Brief: Reproduce every item below word for word.

(Items from a labeling collection)
- - -
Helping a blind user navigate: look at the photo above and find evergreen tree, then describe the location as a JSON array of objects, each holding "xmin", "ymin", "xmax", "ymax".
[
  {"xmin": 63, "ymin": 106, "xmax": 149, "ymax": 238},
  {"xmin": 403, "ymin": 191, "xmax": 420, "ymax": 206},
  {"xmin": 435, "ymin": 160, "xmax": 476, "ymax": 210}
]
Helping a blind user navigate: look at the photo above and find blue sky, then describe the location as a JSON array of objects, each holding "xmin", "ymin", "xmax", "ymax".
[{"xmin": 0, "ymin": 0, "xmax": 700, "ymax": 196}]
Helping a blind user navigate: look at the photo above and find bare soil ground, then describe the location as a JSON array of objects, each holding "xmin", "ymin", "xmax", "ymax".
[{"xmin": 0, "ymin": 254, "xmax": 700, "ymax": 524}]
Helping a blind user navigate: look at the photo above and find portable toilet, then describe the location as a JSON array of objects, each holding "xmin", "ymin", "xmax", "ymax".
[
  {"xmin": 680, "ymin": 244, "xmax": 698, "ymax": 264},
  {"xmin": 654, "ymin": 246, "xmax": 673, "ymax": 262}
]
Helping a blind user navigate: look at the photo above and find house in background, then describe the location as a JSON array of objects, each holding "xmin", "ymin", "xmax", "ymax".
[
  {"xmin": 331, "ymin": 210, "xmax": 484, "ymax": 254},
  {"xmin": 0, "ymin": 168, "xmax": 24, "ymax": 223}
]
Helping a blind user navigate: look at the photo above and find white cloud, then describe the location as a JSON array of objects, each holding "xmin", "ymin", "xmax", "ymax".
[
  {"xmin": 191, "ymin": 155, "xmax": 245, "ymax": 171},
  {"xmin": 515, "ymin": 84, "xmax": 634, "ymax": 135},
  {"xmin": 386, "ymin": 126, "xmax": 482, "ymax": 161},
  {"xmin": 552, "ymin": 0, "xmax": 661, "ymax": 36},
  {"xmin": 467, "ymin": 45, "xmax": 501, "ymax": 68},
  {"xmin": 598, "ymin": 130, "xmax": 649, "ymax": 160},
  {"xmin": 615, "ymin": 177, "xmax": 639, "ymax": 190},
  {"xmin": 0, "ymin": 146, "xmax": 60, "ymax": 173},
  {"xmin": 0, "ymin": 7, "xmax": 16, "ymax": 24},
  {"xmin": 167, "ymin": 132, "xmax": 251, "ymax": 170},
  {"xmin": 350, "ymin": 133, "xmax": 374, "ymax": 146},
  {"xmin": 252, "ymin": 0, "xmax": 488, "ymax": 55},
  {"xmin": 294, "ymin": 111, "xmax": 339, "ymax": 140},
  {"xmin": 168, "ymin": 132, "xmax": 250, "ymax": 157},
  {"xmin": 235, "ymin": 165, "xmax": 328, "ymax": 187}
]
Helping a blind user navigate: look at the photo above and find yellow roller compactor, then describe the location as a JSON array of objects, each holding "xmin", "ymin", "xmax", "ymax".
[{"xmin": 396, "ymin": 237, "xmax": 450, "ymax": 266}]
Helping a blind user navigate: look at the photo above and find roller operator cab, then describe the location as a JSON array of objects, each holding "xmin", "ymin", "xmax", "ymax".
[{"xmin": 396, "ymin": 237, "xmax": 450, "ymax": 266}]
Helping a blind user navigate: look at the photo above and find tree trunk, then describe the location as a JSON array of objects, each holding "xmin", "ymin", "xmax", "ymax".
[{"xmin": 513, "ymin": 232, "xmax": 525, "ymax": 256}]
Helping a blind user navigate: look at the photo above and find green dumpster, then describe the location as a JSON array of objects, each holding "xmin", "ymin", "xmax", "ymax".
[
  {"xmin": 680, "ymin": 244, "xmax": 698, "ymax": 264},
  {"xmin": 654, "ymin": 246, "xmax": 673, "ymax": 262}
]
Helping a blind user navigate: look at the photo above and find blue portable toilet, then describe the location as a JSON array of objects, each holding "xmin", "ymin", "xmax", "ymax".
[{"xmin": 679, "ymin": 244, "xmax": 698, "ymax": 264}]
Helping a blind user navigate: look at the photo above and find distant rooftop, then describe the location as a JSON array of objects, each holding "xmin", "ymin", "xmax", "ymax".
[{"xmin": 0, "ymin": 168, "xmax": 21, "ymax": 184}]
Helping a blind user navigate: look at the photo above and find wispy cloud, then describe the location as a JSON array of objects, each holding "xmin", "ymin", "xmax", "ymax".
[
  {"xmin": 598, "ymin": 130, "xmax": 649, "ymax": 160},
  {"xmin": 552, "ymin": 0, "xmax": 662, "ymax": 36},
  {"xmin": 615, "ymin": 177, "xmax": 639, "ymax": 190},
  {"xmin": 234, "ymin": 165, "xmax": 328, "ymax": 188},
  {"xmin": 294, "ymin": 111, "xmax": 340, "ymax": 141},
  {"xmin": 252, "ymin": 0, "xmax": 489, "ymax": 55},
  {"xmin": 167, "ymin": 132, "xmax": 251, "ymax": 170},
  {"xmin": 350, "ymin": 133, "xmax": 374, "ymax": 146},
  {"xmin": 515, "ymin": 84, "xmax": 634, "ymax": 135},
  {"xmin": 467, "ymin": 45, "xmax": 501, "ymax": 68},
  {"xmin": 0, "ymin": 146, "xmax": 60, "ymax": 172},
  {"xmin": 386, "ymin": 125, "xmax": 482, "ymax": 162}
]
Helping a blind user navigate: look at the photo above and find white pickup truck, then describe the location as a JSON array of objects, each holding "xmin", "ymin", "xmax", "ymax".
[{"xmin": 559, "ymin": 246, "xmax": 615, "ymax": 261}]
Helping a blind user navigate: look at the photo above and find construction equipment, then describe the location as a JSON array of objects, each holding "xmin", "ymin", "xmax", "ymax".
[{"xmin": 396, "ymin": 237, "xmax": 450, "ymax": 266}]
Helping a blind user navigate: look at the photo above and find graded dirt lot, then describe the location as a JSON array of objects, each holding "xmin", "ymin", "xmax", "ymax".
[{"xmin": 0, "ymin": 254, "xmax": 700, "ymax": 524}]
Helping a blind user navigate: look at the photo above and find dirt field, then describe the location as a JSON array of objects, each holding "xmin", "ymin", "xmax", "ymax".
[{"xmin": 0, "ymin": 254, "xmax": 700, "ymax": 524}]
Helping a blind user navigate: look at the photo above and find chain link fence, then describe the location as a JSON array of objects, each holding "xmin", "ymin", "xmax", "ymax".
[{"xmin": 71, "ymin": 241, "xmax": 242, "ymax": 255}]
- - -
Exercise output:
Helping a blind user navigate: look at the photo above and find evergreen tree, then describe the location as a JSON array of objects, each holding "xmin", "ymin", "xmax", "ymax".
[
  {"xmin": 63, "ymin": 106, "xmax": 149, "ymax": 238},
  {"xmin": 403, "ymin": 191, "xmax": 420, "ymax": 206},
  {"xmin": 435, "ymin": 160, "xmax": 476, "ymax": 210}
]
Helping a blind user navigate: look at the photo above and find blue sky, then describe the location as a JSON array of objects, each holding "xmin", "ymin", "xmax", "ymax".
[{"xmin": 0, "ymin": 0, "xmax": 700, "ymax": 196}]
Helping a blind user navigate: look at the photo above and find bare soil ground, then describe the location as a JSON array of objects, each holding "xmin", "ymin", "xmax", "ymax".
[{"xmin": 0, "ymin": 254, "xmax": 700, "ymax": 524}]
Helping a blind user navigate: look at the photo above and find portable toilet, then describe the location as a JSON array of objects, each holding "xmin", "ymin", "xmax", "ymax".
[
  {"xmin": 680, "ymin": 244, "xmax": 698, "ymax": 264},
  {"xmin": 654, "ymin": 246, "xmax": 673, "ymax": 262}
]
Helping a blind user navigate: look at the photo above and find house in background, then describe the location as a JSON array of objects, each holding "xmin", "ymin", "xmax", "ymax".
[
  {"xmin": 331, "ymin": 210, "xmax": 484, "ymax": 254},
  {"xmin": 0, "ymin": 168, "xmax": 24, "ymax": 223}
]
Helping a blind user navigate: look at the photo above and find white cloud, then describe the location as a JSON array of objects, each holding "xmin", "ymin", "xmax", "ymax".
[
  {"xmin": 191, "ymin": 155, "xmax": 245, "ymax": 171},
  {"xmin": 515, "ymin": 84, "xmax": 634, "ymax": 135},
  {"xmin": 386, "ymin": 126, "xmax": 482, "ymax": 161},
  {"xmin": 552, "ymin": 0, "xmax": 661, "ymax": 36},
  {"xmin": 467, "ymin": 45, "xmax": 501, "ymax": 68},
  {"xmin": 598, "ymin": 130, "xmax": 649, "ymax": 160},
  {"xmin": 615, "ymin": 177, "xmax": 639, "ymax": 190},
  {"xmin": 0, "ymin": 146, "xmax": 60, "ymax": 173},
  {"xmin": 0, "ymin": 7, "xmax": 16, "ymax": 24},
  {"xmin": 167, "ymin": 132, "xmax": 251, "ymax": 170},
  {"xmin": 350, "ymin": 133, "xmax": 374, "ymax": 146},
  {"xmin": 252, "ymin": 0, "xmax": 488, "ymax": 55},
  {"xmin": 294, "ymin": 111, "xmax": 339, "ymax": 140},
  {"xmin": 168, "ymin": 132, "xmax": 250, "ymax": 157},
  {"xmin": 235, "ymin": 165, "xmax": 328, "ymax": 187}
]
Helping a blind user navigate: look at the photo above and find yellow roller compactor, then describe the location as a JSON array of objects, each holding "xmin", "ymin", "xmax", "ymax".
[{"xmin": 396, "ymin": 237, "xmax": 450, "ymax": 266}]
Helping a blind user navigate: look at the photo above and find roller operator cab, then describe the location as a JSON array of objects, each holding "xmin", "ymin", "xmax", "ymax".
[{"xmin": 396, "ymin": 237, "xmax": 450, "ymax": 266}]
Helping a blind user navigate: look at the photo above and find tree trunk, then describe the location as a JSON array of objects, each holding "xmin", "ymin", "xmax", "ymax".
[{"xmin": 513, "ymin": 232, "xmax": 525, "ymax": 256}]
Helping a blind user navigate: look at the photo above and find green dumpster, then describe the location as a JSON array of objects, each holding "xmin", "ymin", "xmax", "ymax".
[
  {"xmin": 680, "ymin": 244, "xmax": 698, "ymax": 264},
  {"xmin": 654, "ymin": 246, "xmax": 673, "ymax": 262}
]
Helping a blind user navigate: look at the photo above and find blue portable toilet, then describe the location as a JSON array of objects, each holding "xmin", "ymin", "xmax", "ymax".
[{"xmin": 679, "ymin": 244, "xmax": 698, "ymax": 264}]
Helping a blind user navigate: look at the photo above and find distant rooftop, then describe the location as a JSON array of objects, each holding "xmin", "ymin", "xmax", "ymax".
[{"xmin": 0, "ymin": 168, "xmax": 21, "ymax": 184}]
Helping a blind user navigate: look at the photo above and find wispy cloud, then describe the location as a JSON array of objects, each holding "xmin", "ymin", "xmax", "ymax".
[
  {"xmin": 598, "ymin": 130, "xmax": 649, "ymax": 160},
  {"xmin": 552, "ymin": 0, "xmax": 662, "ymax": 36},
  {"xmin": 615, "ymin": 177, "xmax": 639, "ymax": 190},
  {"xmin": 234, "ymin": 165, "xmax": 328, "ymax": 188},
  {"xmin": 294, "ymin": 111, "xmax": 340, "ymax": 141},
  {"xmin": 252, "ymin": 0, "xmax": 489, "ymax": 55},
  {"xmin": 167, "ymin": 132, "xmax": 251, "ymax": 170},
  {"xmin": 350, "ymin": 133, "xmax": 374, "ymax": 146},
  {"xmin": 515, "ymin": 84, "xmax": 634, "ymax": 135},
  {"xmin": 467, "ymin": 45, "xmax": 501, "ymax": 68},
  {"xmin": 0, "ymin": 146, "xmax": 60, "ymax": 172},
  {"xmin": 386, "ymin": 125, "xmax": 482, "ymax": 162}
]
Helping a blind user navigate: look at the photo above and find white pickup truck, then describe the location as a JSON array of objects, each holding "xmin", "ymin", "xmax", "ymax".
[{"xmin": 559, "ymin": 246, "xmax": 615, "ymax": 261}]
Helping a blind user navigate: look at the photo above and find construction equipment, then describe the location as a JSON array of objects, each holding "xmin", "ymin", "xmax", "ymax".
[{"xmin": 396, "ymin": 237, "xmax": 450, "ymax": 266}]
Helping a blind user navigate: look at the photo above and find graded dirt lot, then describe the location as a JSON array of objects, each holding "xmin", "ymin", "xmax", "ymax".
[{"xmin": 0, "ymin": 254, "xmax": 700, "ymax": 524}]
Helping a blind user navigate: look at the photo above and find dirt field, then describe the location as a JSON array of objects, each holding "xmin", "ymin", "xmax", "ymax".
[{"xmin": 0, "ymin": 254, "xmax": 700, "ymax": 524}]
Helping a blind user navigate: look at the photo above and find chain link fence, then describe the location as a JSON array of objects, each holding "xmin", "ymin", "xmax", "ymax".
[{"xmin": 71, "ymin": 241, "xmax": 242, "ymax": 255}]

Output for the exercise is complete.